INSTRUCTION: Copy the lines below verbatim, beginning with the line that includes "Target: light pole" and continuing to the end; leave out everything before it.

** BEGIN **

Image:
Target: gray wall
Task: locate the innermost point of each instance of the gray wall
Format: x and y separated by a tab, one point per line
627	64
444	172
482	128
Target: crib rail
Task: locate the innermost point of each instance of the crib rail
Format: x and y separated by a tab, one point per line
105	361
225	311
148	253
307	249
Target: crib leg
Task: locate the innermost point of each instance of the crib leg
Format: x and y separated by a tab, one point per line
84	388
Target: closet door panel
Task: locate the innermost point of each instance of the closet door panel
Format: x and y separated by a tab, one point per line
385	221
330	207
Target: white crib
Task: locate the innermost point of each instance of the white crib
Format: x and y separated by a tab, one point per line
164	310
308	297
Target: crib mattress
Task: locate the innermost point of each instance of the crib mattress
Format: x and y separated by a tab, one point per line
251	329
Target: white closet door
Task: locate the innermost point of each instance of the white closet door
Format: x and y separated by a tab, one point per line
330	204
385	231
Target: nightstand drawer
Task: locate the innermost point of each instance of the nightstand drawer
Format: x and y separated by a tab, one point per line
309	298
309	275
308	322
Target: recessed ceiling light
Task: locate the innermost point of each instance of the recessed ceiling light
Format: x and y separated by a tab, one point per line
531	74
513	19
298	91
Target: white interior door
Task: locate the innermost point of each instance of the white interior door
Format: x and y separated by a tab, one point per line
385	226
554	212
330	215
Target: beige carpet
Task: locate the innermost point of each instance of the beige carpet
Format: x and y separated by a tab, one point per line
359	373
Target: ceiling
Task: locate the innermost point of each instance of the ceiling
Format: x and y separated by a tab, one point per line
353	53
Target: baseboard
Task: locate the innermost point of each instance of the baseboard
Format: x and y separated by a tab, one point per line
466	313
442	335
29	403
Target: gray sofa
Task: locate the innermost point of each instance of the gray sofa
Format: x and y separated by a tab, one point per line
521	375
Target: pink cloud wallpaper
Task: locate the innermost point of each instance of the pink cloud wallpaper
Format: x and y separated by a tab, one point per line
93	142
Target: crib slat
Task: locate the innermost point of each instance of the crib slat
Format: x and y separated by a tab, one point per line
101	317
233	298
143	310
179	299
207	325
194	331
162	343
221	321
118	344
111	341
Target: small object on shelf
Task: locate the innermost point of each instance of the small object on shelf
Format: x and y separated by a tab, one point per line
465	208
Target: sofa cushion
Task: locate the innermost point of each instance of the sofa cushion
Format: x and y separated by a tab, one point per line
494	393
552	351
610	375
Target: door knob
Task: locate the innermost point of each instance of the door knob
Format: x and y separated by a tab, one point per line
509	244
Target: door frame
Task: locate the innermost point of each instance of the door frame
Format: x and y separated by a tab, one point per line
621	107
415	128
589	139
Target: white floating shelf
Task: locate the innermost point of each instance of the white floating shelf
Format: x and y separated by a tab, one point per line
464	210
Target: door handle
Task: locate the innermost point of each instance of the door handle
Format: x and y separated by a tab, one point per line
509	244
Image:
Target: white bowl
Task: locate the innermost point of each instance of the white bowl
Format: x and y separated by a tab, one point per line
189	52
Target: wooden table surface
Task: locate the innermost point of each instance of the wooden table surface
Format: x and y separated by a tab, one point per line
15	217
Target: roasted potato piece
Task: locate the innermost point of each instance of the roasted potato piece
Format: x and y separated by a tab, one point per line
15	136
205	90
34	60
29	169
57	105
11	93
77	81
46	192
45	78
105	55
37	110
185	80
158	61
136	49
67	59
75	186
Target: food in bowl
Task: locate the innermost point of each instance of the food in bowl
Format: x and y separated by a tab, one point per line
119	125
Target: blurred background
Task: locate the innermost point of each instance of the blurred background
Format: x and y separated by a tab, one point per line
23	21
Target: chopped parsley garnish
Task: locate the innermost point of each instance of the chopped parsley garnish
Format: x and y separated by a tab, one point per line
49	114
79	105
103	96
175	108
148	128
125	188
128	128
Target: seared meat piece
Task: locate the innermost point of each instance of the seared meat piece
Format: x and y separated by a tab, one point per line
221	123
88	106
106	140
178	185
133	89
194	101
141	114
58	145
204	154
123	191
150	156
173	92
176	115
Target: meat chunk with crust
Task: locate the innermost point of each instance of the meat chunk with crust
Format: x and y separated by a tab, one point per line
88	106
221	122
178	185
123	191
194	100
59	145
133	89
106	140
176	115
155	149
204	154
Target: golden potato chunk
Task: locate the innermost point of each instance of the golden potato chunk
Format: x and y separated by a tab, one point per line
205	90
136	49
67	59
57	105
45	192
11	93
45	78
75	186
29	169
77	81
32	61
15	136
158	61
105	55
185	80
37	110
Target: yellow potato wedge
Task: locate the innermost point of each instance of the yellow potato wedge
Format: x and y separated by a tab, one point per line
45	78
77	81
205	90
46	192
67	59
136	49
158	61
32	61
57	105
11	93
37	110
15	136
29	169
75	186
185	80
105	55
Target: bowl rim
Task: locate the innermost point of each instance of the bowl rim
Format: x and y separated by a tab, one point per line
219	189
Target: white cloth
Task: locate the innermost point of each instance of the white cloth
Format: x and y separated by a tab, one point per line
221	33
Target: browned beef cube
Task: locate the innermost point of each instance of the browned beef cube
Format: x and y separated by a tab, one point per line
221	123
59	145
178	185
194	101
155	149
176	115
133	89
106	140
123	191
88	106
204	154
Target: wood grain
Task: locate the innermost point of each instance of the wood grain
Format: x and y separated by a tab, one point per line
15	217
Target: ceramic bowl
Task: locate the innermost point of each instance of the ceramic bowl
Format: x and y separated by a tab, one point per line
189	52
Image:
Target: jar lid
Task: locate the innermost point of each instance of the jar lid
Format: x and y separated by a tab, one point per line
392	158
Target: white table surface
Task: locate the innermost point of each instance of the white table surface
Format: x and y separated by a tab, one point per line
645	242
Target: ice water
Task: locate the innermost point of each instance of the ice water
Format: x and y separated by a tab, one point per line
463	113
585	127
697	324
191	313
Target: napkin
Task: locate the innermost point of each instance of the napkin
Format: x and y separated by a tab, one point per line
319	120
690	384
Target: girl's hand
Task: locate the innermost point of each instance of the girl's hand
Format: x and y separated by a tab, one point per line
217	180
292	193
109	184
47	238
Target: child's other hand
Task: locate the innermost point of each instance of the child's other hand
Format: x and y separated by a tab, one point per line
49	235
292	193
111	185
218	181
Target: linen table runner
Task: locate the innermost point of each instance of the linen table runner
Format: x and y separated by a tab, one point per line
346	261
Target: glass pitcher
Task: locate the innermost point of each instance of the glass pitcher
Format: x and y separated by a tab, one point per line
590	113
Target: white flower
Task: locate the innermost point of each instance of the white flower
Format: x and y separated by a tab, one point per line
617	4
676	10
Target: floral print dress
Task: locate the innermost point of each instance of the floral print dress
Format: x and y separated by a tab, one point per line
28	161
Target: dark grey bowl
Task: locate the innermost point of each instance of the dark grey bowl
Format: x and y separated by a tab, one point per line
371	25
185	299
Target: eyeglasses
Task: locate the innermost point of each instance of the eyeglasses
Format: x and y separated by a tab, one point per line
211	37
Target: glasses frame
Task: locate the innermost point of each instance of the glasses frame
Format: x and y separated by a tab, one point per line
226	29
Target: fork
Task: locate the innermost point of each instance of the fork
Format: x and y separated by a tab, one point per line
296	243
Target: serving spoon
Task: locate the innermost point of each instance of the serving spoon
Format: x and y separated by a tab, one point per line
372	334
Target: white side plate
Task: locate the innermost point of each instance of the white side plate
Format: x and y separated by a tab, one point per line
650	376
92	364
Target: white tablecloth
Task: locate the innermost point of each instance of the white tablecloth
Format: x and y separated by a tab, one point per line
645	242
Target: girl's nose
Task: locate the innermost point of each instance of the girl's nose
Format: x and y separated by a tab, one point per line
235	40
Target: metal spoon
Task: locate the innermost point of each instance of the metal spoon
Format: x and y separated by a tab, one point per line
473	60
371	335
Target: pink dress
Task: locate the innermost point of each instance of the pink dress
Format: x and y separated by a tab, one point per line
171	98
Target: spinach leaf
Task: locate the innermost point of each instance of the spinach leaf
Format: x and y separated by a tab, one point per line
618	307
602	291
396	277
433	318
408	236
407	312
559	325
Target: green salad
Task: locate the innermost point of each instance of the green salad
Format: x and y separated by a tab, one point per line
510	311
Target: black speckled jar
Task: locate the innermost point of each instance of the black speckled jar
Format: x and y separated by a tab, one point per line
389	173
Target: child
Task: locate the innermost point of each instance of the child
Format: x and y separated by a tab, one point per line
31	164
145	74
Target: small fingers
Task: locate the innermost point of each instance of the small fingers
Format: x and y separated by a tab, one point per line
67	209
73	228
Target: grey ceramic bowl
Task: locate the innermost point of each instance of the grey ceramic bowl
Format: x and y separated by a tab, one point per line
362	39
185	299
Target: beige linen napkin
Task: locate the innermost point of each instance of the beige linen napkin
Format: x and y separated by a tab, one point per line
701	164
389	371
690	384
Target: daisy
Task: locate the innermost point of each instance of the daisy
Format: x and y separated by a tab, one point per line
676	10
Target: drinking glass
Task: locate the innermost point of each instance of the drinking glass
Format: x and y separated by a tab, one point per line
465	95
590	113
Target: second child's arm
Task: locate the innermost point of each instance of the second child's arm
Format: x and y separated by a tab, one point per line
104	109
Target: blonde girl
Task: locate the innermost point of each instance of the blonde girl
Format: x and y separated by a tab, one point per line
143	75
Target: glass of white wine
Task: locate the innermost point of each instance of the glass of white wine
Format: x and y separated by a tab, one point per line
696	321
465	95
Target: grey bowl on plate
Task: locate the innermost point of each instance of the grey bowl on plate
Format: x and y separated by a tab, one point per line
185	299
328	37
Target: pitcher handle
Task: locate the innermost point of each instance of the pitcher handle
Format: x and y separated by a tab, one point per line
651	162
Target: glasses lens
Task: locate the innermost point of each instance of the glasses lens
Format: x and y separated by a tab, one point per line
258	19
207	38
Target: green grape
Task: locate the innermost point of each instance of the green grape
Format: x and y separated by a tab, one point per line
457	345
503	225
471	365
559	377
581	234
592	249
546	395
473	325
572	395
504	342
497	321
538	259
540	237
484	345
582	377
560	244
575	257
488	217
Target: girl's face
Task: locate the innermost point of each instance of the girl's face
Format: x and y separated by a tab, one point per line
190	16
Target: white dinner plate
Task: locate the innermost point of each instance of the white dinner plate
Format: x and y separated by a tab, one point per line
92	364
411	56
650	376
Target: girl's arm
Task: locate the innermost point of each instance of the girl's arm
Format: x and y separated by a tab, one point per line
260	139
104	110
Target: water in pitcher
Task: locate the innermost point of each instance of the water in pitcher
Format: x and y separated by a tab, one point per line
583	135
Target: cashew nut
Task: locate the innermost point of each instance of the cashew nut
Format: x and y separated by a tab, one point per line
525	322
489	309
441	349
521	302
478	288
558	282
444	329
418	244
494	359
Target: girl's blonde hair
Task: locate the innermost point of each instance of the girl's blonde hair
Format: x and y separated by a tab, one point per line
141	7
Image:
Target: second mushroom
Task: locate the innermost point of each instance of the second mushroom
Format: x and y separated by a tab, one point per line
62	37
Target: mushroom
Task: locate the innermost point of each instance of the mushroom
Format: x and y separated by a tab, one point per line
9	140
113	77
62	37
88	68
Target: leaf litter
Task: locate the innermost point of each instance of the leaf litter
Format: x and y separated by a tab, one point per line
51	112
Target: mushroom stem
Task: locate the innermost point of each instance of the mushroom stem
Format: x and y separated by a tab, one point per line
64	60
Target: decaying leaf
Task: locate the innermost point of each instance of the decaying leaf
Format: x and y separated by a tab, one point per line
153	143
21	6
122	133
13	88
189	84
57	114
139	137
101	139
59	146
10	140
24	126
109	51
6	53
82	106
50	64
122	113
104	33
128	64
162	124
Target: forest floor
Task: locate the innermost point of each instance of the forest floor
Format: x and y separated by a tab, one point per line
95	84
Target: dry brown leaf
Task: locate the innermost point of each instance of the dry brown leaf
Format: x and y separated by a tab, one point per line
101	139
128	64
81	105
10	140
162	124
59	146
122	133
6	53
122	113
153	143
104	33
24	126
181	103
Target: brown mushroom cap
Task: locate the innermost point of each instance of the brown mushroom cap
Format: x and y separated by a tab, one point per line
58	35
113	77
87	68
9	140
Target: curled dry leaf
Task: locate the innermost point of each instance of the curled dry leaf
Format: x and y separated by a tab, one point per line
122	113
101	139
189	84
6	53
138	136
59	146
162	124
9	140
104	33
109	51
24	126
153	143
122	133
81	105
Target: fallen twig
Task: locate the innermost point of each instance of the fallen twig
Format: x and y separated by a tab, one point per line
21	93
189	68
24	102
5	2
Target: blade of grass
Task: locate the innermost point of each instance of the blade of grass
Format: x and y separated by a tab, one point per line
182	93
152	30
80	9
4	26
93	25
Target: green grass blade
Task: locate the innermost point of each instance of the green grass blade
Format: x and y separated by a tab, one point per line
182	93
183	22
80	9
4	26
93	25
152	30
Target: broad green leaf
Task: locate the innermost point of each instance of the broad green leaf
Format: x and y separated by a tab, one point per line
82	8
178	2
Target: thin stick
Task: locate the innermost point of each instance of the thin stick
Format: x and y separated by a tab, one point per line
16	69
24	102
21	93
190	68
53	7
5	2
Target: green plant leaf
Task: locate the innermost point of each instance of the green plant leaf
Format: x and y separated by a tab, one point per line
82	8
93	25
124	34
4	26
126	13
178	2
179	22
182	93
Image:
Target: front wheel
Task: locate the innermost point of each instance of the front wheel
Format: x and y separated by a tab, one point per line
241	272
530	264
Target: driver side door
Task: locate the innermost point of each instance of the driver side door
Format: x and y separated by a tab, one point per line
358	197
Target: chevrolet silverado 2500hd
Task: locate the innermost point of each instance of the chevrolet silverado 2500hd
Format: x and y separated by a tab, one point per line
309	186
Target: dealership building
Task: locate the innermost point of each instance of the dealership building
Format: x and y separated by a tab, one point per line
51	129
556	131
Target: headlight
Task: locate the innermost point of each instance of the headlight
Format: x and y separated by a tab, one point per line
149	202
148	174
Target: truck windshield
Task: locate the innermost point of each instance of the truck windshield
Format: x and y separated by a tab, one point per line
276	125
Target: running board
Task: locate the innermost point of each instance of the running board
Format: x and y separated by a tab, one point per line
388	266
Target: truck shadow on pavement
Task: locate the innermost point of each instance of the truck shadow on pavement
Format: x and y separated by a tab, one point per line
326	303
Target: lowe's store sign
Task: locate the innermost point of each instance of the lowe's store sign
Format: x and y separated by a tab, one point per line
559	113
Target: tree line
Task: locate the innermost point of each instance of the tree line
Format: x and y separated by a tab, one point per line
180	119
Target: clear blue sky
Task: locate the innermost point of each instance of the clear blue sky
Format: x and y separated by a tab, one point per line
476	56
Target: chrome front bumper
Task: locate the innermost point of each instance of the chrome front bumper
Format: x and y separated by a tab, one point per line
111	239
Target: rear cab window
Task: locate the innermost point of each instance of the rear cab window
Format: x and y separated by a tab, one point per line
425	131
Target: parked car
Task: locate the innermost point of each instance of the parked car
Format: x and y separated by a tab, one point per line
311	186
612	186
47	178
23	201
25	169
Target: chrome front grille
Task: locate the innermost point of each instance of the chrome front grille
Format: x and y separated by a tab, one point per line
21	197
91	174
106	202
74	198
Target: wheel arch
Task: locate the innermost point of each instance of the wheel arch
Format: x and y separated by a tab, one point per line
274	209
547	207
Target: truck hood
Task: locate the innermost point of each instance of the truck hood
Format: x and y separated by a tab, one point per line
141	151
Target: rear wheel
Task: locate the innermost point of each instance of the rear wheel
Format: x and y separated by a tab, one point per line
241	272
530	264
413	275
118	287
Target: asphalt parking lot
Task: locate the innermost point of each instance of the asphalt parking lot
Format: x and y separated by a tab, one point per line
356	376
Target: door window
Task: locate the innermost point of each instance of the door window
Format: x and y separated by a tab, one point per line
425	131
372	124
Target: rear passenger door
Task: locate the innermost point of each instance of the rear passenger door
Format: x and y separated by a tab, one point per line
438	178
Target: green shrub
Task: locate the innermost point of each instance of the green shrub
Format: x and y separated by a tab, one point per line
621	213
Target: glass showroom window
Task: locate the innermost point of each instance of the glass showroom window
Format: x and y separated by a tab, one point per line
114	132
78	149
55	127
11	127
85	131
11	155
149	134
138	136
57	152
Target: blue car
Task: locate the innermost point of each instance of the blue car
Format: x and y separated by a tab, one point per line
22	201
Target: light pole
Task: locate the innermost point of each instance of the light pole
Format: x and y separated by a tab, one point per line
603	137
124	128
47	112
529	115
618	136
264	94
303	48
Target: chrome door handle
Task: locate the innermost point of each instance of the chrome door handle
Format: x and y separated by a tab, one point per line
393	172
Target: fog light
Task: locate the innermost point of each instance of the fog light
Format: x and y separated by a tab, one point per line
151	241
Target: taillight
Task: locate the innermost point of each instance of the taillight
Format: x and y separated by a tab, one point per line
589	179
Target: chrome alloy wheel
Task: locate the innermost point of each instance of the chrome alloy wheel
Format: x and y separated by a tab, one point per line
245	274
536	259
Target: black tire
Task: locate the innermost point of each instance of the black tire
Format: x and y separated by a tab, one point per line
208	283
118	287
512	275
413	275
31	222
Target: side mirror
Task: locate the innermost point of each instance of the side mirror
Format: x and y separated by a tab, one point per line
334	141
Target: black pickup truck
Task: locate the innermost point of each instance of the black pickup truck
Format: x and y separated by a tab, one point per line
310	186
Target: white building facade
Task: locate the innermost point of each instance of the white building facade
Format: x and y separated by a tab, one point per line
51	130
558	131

** END **

THE OUTPUT:
Target: light pole
Task: locate the innermost point of each instance of the light pole
Format: x and y separated by a tab, one point per line
603	137
124	128
47	112
529	115
618	136
264	94
303	48
Target: chrome door handle
Task: locate the innermost point of each instance of the chrome door handle
Format: x and y separated by a tab, one point per line
393	172
Target: fog light
Task: locate the innermost point of each instance of the fog light
Format: x and y separated by a tab, one point per line
151	241
Target: taillight
Task: locate the innermost point of each instance of the taillight
Format: x and y separated by a tab, one point per line
589	179
Target: chrome alloy wheel
Task: locate the innermost point of each instance of the chrome alloy wheel
Format: x and y separated by a tab, one point per line
245	274
536	259
Target: black tire
Task: locate the innermost point of each instance of the black tire
Format: x and y separated by a tab, one point per line
208	283
118	287
512	275
413	275
31	222
Target: side mirror
Task: locate the innermost point of each instance of the side mirror
Format: x and y separated by a tab, one point per line
334	141
Target: black pickup truck
Task: locate the innermost point of each instance of the black pickup truck
Format: x and y separated by a tab, one point per line
310	186
Target: white building facade
Task: locate the innermost point of each instance of the white building facade
Format: x and y separated by a tab, one point per line
51	130
558	131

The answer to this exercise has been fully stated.